• **Qué hacer**:
Contesta estas preguntas según el fragmento sobre la niñez y el paso de los años:
1. ¿Qué regalo le dieron sus padres a quien narra cuando era niño?
2. ¿Cómo eran las calles del barrio donde creció?
3. Según el chico que patalea en Capital, ¿qué es quien narra en lugar de un señor?

Como la alegría casi siempre perdía, cualquier triunfo suyo cada tanto parecía fenomenal.
Recuerdo que, ese día de la niñez cuando mis padres me otorgaron aquel autito, lo recibí con una felicidad gloriosa y lo alcé bien alto con mis manos para salir corriendo con él, tan feliz como si hubiera ganado la copa del mundo o algo así.
Allá afuera me encontraría con otros niños que, con un poco de suerte, habrían recibido algún regalo similar.
Era un barrio pobre, donde las calles de tierra y las zapatillas baratas te enseñaban a valorar las cosas simples.

Unos cuantos años han pasado y camino por Capital cuando me cruzo con una mujer y un nene que, en vez de caminar, se queja y patalea.
La mujer, entonces, me señala a mí y le dice al pequeño «Portate bien porque ese señor se va a enojar» (oigan, ¡¿por qué me involucran a mí en su problema?!).
Sin embargo, el chico sabiamente responde:

—¡¡¡No!!! ¡No es un señor! ¡¡¡Es un muchacho!!!

¡¡¡Ahhh, me sentí rejuvenecido!!! ¡¡¡Bien ahí, bien dicho, nene!!!
Me pareció bien que lo dijera. Me sorprendió pero estuvo re bien, je. Fue gracioso, pero no solo eso. Me sentí honrado.
¡Cuánta razón tienes, niño, soy un muchacho!

Claro, las cosas se actualizan, pasan los años y las preguntas se replantean.
¿Qué es importante?
¿En qué se puede creer?

• **Entradas disponibles**:
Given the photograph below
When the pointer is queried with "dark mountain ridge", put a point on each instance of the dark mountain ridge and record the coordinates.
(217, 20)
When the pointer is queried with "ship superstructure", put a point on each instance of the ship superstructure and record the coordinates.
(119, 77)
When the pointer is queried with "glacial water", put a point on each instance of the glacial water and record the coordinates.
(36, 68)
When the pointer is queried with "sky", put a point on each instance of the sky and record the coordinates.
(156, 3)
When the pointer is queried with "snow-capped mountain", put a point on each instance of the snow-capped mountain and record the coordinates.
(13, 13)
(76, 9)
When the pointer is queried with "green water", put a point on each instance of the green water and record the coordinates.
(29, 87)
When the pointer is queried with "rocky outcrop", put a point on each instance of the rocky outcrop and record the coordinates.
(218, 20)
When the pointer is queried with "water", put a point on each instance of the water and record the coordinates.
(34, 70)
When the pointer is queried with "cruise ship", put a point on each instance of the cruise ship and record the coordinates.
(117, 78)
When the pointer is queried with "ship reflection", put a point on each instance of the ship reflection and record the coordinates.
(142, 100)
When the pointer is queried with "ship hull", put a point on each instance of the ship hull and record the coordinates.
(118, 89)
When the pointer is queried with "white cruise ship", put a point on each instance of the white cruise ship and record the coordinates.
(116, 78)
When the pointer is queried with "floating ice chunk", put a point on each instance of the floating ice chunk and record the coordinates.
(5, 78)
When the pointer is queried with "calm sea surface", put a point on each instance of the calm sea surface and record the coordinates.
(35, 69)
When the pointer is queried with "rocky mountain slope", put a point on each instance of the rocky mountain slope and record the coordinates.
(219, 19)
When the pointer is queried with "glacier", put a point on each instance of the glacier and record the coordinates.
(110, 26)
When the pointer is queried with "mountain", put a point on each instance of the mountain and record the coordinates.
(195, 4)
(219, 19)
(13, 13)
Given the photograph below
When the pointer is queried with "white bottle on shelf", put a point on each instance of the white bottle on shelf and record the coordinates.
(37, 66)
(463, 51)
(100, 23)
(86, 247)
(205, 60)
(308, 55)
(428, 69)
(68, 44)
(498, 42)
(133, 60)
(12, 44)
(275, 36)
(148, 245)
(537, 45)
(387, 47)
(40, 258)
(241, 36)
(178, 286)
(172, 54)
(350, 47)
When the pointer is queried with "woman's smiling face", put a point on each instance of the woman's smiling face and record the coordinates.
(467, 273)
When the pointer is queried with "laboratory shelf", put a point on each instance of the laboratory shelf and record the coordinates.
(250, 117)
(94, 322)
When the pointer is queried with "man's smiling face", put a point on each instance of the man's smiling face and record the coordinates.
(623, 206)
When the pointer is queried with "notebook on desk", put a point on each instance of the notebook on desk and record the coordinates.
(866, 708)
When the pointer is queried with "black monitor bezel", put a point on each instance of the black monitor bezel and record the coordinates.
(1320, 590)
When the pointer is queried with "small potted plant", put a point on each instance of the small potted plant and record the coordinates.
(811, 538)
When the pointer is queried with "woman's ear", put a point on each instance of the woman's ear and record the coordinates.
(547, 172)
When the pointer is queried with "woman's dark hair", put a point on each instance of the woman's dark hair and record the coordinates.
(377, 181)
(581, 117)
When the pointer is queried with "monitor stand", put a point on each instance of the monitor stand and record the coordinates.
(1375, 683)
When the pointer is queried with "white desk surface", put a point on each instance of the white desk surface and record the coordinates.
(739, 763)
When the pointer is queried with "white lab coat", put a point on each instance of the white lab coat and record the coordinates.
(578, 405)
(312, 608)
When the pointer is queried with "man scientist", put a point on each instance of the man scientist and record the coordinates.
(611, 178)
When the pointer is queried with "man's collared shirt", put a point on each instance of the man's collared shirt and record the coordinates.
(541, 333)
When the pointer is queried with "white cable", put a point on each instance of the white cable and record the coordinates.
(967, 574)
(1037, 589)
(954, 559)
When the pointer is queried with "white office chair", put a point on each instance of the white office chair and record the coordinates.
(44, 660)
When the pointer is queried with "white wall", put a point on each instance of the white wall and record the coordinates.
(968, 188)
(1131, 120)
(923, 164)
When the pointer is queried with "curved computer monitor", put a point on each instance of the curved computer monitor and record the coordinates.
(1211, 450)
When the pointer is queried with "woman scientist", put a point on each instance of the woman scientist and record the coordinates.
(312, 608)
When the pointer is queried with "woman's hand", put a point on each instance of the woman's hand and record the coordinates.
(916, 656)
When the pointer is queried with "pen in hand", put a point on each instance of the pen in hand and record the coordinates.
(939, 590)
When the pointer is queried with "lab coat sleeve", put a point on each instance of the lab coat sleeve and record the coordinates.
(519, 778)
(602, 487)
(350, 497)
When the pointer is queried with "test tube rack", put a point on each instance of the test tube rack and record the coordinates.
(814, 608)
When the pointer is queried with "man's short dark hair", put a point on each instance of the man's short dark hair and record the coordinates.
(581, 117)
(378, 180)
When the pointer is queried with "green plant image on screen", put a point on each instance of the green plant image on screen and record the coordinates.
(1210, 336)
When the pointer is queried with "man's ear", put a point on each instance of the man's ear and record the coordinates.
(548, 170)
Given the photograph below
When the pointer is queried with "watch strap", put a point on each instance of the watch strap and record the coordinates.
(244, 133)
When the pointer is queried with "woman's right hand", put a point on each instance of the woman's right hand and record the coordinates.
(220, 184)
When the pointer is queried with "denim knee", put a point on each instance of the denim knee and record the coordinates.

• **Respuesta del ejercicio**:
1. Un autito.
2. Eran calles de tierra.
3. Un muchacho.